Task prompt:
Reproduce the following material exactly, including every line.
-----
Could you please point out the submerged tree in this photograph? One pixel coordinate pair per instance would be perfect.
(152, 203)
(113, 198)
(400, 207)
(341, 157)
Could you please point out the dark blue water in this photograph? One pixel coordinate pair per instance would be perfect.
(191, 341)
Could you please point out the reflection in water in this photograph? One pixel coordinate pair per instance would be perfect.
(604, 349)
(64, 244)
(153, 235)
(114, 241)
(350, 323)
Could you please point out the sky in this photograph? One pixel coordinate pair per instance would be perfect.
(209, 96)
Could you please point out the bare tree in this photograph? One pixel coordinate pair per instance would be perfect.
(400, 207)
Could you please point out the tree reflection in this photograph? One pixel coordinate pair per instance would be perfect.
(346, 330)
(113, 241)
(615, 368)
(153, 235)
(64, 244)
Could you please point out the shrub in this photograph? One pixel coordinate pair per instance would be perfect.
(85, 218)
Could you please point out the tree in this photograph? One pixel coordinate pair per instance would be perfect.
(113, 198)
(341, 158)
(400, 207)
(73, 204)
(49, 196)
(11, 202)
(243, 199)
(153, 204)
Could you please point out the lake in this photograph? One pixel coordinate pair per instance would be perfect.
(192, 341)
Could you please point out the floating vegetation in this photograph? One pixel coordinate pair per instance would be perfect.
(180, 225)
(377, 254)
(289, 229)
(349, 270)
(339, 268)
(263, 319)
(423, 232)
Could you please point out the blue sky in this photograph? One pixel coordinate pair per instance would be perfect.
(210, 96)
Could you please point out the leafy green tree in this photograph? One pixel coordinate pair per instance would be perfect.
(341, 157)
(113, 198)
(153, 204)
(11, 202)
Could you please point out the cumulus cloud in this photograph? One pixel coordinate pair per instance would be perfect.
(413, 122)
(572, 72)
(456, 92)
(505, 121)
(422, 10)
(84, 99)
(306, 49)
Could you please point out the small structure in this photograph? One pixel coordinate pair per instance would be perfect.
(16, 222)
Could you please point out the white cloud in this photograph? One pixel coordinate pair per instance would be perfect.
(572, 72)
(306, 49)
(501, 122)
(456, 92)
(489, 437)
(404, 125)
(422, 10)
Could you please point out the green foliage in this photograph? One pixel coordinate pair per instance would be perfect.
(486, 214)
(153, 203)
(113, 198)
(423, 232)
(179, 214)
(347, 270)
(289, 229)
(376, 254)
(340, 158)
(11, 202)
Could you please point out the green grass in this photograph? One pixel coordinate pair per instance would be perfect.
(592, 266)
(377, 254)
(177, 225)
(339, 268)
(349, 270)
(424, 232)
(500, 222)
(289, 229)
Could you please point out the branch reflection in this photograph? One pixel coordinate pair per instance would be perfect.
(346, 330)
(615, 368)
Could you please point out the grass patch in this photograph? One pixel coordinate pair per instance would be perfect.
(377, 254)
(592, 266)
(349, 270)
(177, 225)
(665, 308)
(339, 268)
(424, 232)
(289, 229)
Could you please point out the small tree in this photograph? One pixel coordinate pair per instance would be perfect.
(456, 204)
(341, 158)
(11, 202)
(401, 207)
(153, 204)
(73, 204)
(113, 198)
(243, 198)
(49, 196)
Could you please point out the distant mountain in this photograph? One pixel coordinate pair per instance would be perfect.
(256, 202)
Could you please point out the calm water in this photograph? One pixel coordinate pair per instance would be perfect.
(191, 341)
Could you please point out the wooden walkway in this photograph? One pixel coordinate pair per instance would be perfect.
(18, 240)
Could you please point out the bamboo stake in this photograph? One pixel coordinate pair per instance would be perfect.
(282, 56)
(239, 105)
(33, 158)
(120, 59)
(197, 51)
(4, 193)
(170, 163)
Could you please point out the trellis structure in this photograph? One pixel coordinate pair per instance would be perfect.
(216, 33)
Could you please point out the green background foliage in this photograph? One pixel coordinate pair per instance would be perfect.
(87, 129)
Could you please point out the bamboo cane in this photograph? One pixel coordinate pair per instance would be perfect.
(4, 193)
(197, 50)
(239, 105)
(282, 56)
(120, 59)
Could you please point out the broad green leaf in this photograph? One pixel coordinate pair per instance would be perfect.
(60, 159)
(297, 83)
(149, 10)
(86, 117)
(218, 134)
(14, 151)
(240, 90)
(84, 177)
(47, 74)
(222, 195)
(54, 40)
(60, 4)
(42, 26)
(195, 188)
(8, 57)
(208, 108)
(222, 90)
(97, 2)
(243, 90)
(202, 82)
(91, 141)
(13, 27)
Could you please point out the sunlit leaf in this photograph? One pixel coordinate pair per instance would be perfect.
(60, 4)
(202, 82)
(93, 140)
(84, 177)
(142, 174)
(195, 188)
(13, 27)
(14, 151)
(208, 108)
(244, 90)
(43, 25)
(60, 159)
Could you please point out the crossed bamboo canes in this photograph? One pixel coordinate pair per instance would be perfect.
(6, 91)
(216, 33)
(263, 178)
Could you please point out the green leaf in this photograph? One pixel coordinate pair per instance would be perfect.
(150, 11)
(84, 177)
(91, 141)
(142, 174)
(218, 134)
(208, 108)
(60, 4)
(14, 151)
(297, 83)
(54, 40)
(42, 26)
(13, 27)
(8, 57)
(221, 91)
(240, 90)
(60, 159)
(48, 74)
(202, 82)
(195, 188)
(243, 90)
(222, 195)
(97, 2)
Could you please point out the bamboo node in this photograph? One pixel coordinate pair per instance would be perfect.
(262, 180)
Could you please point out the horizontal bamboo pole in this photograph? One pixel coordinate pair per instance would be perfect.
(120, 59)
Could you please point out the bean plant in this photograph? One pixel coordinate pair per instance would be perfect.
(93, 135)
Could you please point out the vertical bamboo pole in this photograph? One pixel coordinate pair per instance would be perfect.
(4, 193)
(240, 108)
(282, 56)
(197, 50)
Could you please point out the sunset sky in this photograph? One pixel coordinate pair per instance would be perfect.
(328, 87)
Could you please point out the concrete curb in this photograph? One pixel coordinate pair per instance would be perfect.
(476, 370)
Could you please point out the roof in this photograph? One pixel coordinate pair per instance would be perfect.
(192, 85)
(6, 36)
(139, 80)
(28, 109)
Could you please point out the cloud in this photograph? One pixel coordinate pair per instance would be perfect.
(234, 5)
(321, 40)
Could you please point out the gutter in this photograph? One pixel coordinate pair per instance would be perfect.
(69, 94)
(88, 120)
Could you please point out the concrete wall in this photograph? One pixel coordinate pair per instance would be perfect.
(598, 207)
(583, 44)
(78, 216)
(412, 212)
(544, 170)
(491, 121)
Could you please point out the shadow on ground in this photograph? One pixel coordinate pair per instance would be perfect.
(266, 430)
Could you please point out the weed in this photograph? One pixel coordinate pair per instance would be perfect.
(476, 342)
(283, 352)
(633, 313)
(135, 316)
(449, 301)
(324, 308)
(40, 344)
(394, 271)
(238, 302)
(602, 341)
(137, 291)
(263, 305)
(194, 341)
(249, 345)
-----
Answer:
Could you please point out the submerged tree in this photograph? One pixel coordinate pair per instance would be perfect.
(152, 203)
(113, 198)
(400, 207)
(341, 157)
Could you please point out the dark blue water in this photograph? One pixel coordinate pair per instance would be perfect.
(191, 341)
Could you please point out the reflection in water in this photograph? One pixel coordinate pair per instance would be perfect.
(604, 349)
(64, 244)
(153, 235)
(114, 241)
(350, 323)
Could you please point out the sky in this photograph? One pixel coordinate pair per instance would be perfect.
(209, 96)
Could you please point out the bare tree in this photograph? One pixel coordinate pair per instance would be perfect.
(400, 207)
Could you please point out the tree reflection in this photograph? One pixel coordinate pair per instance would be perfect.
(346, 330)
(113, 241)
(615, 368)
(153, 235)
(64, 244)
Could you please point out the shrub in this photograph? One pixel coordinate pair per instance would be perfect.
(85, 218)
Could you please point out the tree in this photograph? One pixel coordinate pair per instance would be perfect.
(113, 198)
(341, 158)
(400, 207)
(73, 204)
(49, 196)
(11, 202)
(243, 199)
(153, 204)
Could you please point out the lake in this photograph? One pixel coordinate pair per instance would be perfect.
(192, 341)
Could you please point out the floating vegetation in this photograph? One pixel coordinate pair per instance would be perfect.
(180, 225)
(377, 254)
(289, 229)
(349, 270)
(339, 268)
(263, 319)
(423, 232)
Could you please point out the blue sky in this photograph? One pixel coordinate pair per instance would be perfect.
(210, 96)
Could you please point out the leafy green tree in this photograph? One pixel coordinate pair per instance would be perfect.
(341, 157)
(113, 198)
(153, 204)
(11, 202)
Could you please point out the cumulus cloud in this photograph? One pixel coordinate pair per instance would be perfect.
(413, 122)
(572, 72)
(456, 92)
(505, 121)
(422, 10)
(84, 99)
(306, 49)
Could you please point out the small structure in this photograph? One pixel coordinate pair per instance would be perfect.
(16, 222)
Could you please point out the white cloud in this photograph? One pixel coordinate pair per instance would be perfect.
(572, 72)
(306, 49)
(501, 122)
(456, 92)
(489, 437)
(404, 125)
(422, 10)
Could you please point out the green foliage in this photograph? One pixel coordinate pair per instance would be perfect.
(486, 214)
(153, 203)
(113, 198)
(423, 232)
(179, 214)
(347, 270)
(289, 229)
(376, 254)
(340, 158)
(11, 202)
Could you please point out the green grass in this photograph? One pixel coordinate pair per instance would be perfect.
(592, 266)
(377, 254)
(177, 225)
(339, 268)
(349, 270)
(424, 232)
(500, 222)
(289, 229)
Could you please point out the branch reflection in this photograph? One pixel coordinate pair per instance would be perfect.
(346, 330)
(615, 368)
Could you please point out the grass patch in this photograph? One pixel coordinate pair per instance would be perfect.
(377, 254)
(592, 266)
(349, 270)
(177, 225)
(665, 308)
(339, 268)
(424, 232)
(289, 229)
Could you please point out the small tree in this photograph? One pixel coordinate pair per instance would be perfect.
(456, 204)
(341, 158)
(11, 202)
(401, 207)
(153, 204)
(73, 204)
(113, 198)
(243, 198)
(49, 196)
Could you please point out the distant mountain in this photograph? One pixel coordinate pair per instance would be perfect.
(256, 202)
Could you please point out the calm water in this photograph? One pixel coordinate pair per instance would be perfect.
(191, 341)
Could you please point out the wooden walkway in this photograph? One pixel coordinate pair per instance would be perfect.
(18, 240)
Could you please point out the bamboo stake in this photograph? One pixel coordinate pair per instance would be perfect.
(282, 56)
(239, 105)
(33, 158)
(120, 59)
(197, 51)
(4, 193)
(170, 163)
Could you please point out the trellis structure in this photograph? One pixel coordinate pair per instance would be perfect.
(216, 33)
Could you please point out the green background foliage in this photograph? One pixel coordinate pair per instance would be perfect.
(87, 129)
Could you please point out the bamboo cane in this photograph? One pixel coordinate pair per instance would be perfect.
(4, 193)
(197, 50)
(239, 105)
(282, 56)
(120, 59)
Could you please point out the broad green leaf in this photograph? One pixel coordinate pair per instance would be perfect.
(60, 159)
(297, 83)
(149, 10)
(86, 117)
(218, 134)
(14, 151)
(240, 90)
(84, 177)
(47, 74)
(222, 195)
(54, 40)
(60, 4)
(42, 26)
(195, 188)
(8, 57)
(208, 108)
(222, 90)
(97, 2)
(243, 90)
(202, 82)
(91, 141)
(13, 27)
Could you please point out the sunlit leaf in this photograph? One pixel coordinate pair per instance would be perfect.
(60, 4)
(202, 82)
(93, 140)
(84, 177)
(142, 174)
(195, 188)
(13, 27)
(14, 151)
(208, 108)
(244, 90)
(43, 25)
(60, 159)
Could you please point out the crossed bamboo canes in this photograph? One pixel coordinate pair per instance would be perfect.
(6, 91)
(216, 33)
(263, 178)
Could you please point out the green leaf in this photograph? One pixel coordinate pair per instance would be perfect.
(150, 11)
(84, 177)
(91, 141)
(142, 174)
(218, 134)
(208, 108)
(60, 4)
(14, 151)
(297, 83)
(54, 40)
(42, 26)
(13, 27)
(8, 57)
(221, 91)
(240, 90)
(60, 159)
(48, 74)
(202, 82)
(195, 188)
(243, 90)
(222, 195)
(97, 2)
Could you please point out the bamboo node in this photograph? One pixel coordinate pair per instance would be perfect.
(262, 180)
Could you please point out the horizontal bamboo pole in this photograph? One pixel coordinate pair per instance would be perfect.
(120, 59)
Could you please point out the bean plant in this photograph? One pixel coordinate pair per instance would be perfect.
(93, 135)
Could you please point out the vertical bamboo pole in this photograph? One pixel coordinate pair per instance would be perfect.
(4, 193)
(240, 108)
(282, 56)
(197, 50)
Could you please point out the sunset sky in this photograph? One pixel coordinate pair per instance would be perfect.
(328, 87)
Could you please point out the concrete curb in this photograph? One pixel coordinate pair per instance would be perfect.
(476, 370)
Could you please point out the roof in this photograph? One pixel coordinate pair per instance would be perfect.
(192, 85)
(6, 36)
(139, 80)
(28, 109)
Could you please point out the cloud in this photograph? One pixel coordinate pair per instance would be perfect.
(234, 5)
(321, 40)
Could you please point out the gutter in this photograph? One pixel coordinate pair per instance would be perfect.
(69, 94)
(88, 120)
Could you please point out the concrete wall in this photograph? One pixel coordinate pair per instance would be perfect.
(598, 207)
(583, 44)
(78, 216)
(412, 212)
(544, 170)
(491, 121)
Could you please point out the shadow on ground in this photograph? One pixel coordinate pair per instance would be perfect.
(266, 430)
Could you please point out the weed in this photograph? One pixel coordinate pair per instance would be perfect.
(476, 342)
(283, 352)
(633, 313)
(135, 316)
(449, 301)
(324, 308)
(40, 344)
(394, 271)
(238, 302)
(602, 341)
(137, 291)
(263, 305)
(194, 341)
(249, 345)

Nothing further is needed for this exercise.